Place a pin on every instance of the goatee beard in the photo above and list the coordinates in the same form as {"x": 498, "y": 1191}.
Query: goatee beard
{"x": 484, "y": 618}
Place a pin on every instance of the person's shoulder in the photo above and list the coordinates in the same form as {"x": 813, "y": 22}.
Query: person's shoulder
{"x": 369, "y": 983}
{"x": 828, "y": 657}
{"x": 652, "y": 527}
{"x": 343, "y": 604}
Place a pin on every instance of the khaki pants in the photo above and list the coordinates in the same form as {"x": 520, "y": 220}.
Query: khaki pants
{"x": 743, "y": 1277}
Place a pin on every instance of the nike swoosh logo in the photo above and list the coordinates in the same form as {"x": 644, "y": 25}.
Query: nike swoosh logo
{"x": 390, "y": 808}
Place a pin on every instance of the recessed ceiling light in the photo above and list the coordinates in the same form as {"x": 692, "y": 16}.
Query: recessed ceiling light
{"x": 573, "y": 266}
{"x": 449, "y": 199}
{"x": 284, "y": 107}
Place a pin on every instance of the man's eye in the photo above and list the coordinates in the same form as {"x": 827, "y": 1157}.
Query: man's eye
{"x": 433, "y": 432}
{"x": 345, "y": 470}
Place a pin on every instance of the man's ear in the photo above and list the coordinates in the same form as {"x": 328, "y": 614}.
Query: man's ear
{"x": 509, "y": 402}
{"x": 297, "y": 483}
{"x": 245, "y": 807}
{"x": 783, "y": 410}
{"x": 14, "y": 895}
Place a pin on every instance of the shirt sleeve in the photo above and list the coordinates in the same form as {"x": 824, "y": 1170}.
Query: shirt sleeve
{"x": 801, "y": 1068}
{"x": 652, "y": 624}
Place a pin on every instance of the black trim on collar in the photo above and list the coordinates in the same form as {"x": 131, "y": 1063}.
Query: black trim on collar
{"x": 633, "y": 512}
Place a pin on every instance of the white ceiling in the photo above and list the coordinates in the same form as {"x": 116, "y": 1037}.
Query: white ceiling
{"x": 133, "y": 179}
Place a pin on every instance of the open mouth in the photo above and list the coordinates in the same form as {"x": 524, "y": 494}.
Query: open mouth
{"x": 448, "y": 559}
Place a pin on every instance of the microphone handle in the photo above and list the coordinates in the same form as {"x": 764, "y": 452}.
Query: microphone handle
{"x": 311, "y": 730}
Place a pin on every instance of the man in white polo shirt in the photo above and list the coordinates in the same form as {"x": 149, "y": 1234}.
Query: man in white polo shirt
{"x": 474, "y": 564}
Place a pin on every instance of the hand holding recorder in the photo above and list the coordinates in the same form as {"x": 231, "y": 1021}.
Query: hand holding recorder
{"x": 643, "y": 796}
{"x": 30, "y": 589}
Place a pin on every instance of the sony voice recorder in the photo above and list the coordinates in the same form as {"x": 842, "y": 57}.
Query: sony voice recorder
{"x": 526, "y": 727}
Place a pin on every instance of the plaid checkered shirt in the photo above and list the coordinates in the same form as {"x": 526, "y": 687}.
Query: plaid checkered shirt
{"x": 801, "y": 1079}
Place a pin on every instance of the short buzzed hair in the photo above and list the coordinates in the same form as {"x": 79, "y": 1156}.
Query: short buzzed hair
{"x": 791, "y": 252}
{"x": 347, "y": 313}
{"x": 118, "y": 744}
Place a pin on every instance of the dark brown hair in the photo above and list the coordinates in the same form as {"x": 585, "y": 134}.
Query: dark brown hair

........

WHAT TO DO: Reproduce the entire listing above verbatim, from its first line through its last, with no change to any character.

EXERCISE SOLUTION:
Place a pin on every instance of the goatee beard in the photo above and list the coordinates in the same form as {"x": 498, "y": 1191}.
Query: goatee beard
{"x": 484, "y": 618}
Place a pin on every instance of the person's shoulder in the photo above and list the coordinates in the same form as {"x": 813, "y": 22}.
Query: person's shoulder
{"x": 369, "y": 983}
{"x": 828, "y": 657}
{"x": 652, "y": 527}
{"x": 343, "y": 604}
Place a pin on every instance of the khaki pants in the photo above and list the coordinates in the same form as {"x": 520, "y": 220}.
Query: khaki pants
{"x": 743, "y": 1277}
Place a pin on every instance of the nike swoosh logo in the photo above and list the coordinates in the same form as {"x": 644, "y": 25}.
Query: nike swoosh logo
{"x": 390, "y": 808}
Place a pin on every instance of the recessed ceiling light in the photo above and list the coordinates in the same form as {"x": 692, "y": 16}.
Query: recessed ceiling light
{"x": 573, "y": 266}
{"x": 449, "y": 199}
{"x": 284, "y": 107}
Place a pin on every instance of the man's eye in the photo above and list the coordinates in the same form as {"x": 827, "y": 1157}.
Query: man's eye
{"x": 433, "y": 432}
{"x": 345, "y": 470}
Place a pin on every instance of the man's ear in the photo above and list the coordinates in the same form as {"x": 328, "y": 614}.
Query: man's ear
{"x": 509, "y": 402}
{"x": 297, "y": 483}
{"x": 245, "y": 807}
{"x": 783, "y": 410}
{"x": 14, "y": 895}
Place a pin on every instance of the shirt sleeve in the photo above and list the coordinates in the same form as {"x": 824, "y": 1170}.
Query: shirt sleeve
{"x": 801, "y": 1068}
{"x": 652, "y": 624}
Place a pin on every instance of the black trim on collar in the photo above and list the coordinates in the same form as {"x": 131, "y": 1063}.
Query: black trim on collar
{"x": 633, "y": 512}
Place a pin on every instance of the white ceiling in the photo above and list the coordinates in the same form as {"x": 116, "y": 1037}.
Query: white ceiling
{"x": 133, "y": 179}
Place a pin on every instance of the open mouth in the photo above and list the coordinates in the same form as {"x": 524, "y": 494}.
Query: open mouth
{"x": 448, "y": 559}
Place a pin on every instance of the microphone handle in the photo above and list the coordinates in the same form as {"x": 764, "y": 452}.
Query: microphone handle
{"x": 311, "y": 730}
Place a pin on every instance of the man in white polo shirt in the photo above and list the coordinates in the same form as {"x": 149, "y": 1234}.
Query: man in white polo shirt
{"x": 474, "y": 564}
Place a pin on every instance of the hand holding recorder in the photo above and list the coordinates in the same form as {"x": 231, "y": 1021}.
Query: hand holding recorder
{"x": 643, "y": 796}
{"x": 30, "y": 589}
Place a pin on every instance of the sony voice recorder in the photo above and list the coordinates in the same form as {"x": 842, "y": 57}.
Query: sony voice recorder
{"x": 526, "y": 727}
Place a pin on every instance of the plaid checkered shirt in the photo above and list the coordinates in the same form as {"x": 526, "y": 687}.
Query: plaid checkered shirt
{"x": 801, "y": 1079}
Place a pin on every instance of the short buzzed hair in the photo above and list the coordinates in the same form as {"x": 79, "y": 1156}.
Query: short buzzed hair
{"x": 791, "y": 252}
{"x": 347, "y": 313}
{"x": 118, "y": 744}
Place a pin on every instance of the dark brown hair in the photo above and list the coordinates in the same form as {"x": 585, "y": 134}.
Query: dark brown hair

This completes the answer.